→ Required task: Put the lines from the one containing "the sunlit leaf." through the last line into a Markdown table with the columns Row and Line. Number each row and leave out blank lines.

======== Input material

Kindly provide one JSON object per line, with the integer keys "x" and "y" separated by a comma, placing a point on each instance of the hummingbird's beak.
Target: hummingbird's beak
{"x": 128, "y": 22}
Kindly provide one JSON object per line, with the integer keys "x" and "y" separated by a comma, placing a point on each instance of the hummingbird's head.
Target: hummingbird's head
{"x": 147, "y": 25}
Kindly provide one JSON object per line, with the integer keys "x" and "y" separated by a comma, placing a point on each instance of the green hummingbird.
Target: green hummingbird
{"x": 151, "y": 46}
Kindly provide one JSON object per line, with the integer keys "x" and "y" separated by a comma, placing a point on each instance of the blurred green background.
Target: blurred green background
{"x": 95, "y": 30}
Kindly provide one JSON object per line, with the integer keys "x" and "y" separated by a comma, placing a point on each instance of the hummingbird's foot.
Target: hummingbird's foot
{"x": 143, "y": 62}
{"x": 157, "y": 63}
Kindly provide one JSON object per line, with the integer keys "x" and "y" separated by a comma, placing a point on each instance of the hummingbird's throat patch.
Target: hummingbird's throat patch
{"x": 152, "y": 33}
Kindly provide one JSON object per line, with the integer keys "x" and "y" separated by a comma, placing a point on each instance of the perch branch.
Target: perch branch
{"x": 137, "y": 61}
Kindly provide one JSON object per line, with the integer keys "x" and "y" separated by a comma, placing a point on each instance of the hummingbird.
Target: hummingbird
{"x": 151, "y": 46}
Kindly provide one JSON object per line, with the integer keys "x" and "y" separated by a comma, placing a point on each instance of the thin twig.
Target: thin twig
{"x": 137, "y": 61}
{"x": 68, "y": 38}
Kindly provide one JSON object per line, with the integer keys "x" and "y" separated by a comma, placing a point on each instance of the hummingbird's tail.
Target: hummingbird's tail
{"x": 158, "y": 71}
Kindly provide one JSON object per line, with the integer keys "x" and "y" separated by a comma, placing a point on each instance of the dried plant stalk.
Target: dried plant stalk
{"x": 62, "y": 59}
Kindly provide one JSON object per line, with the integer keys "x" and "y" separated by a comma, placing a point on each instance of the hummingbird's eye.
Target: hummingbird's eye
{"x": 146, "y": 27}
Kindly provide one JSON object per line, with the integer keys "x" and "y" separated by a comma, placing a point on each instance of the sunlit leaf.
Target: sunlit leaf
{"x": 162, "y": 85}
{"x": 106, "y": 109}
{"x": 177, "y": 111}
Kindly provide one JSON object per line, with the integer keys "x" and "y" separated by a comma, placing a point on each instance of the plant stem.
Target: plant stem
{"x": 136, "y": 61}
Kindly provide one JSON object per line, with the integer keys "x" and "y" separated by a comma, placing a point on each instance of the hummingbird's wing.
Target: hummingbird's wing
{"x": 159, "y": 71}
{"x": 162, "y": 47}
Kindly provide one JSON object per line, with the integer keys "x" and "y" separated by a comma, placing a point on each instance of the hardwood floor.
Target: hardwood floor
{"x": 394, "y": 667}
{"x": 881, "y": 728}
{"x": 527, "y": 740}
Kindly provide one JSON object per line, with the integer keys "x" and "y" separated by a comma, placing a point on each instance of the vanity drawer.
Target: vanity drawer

================

→ Exercise response:
| Row | Line |
|---|---|
| 1 | Kindly provide one JSON object per line, with the integer keys "x" and "y" separated by a comma, placing a point on each instance of the sunlit leaf. |
| 2 | Target: sunlit leaf |
| 3 | {"x": 162, "y": 85} |
| 4 | {"x": 106, "y": 109} |
| 5 | {"x": 177, "y": 111} |
| 6 | Kindly provide one JSON object per line, with the integer keys "x" and "y" separated by a comma, placing a point on each instance of the plant stem. |
| 7 | Target: plant stem |
| 8 | {"x": 136, "y": 61} |
| 9 | Kindly provide one JSON object per line, with the integer keys "x" and "y" separated by a comma, placing a point on each instance of the hummingbird's wing. |
| 10 | Target: hummingbird's wing |
| 11 | {"x": 159, "y": 71} |
| 12 | {"x": 162, "y": 47} |
| 13 | Kindly provide one JSON object per line, with the integer keys "x" and "y" separated by a comma, placing a point on each instance of the hardwood floor. |
| 14 | Target: hardwood floor |
| 15 | {"x": 394, "y": 667} |
| 16 | {"x": 881, "y": 728} |
| 17 | {"x": 527, "y": 740} |
| 18 | Kindly provide one JSON object per line, with the integer keys "x" and "y" separated by a comma, placing a point on each instance of the vanity drawer. |
| 19 | Target: vanity drawer |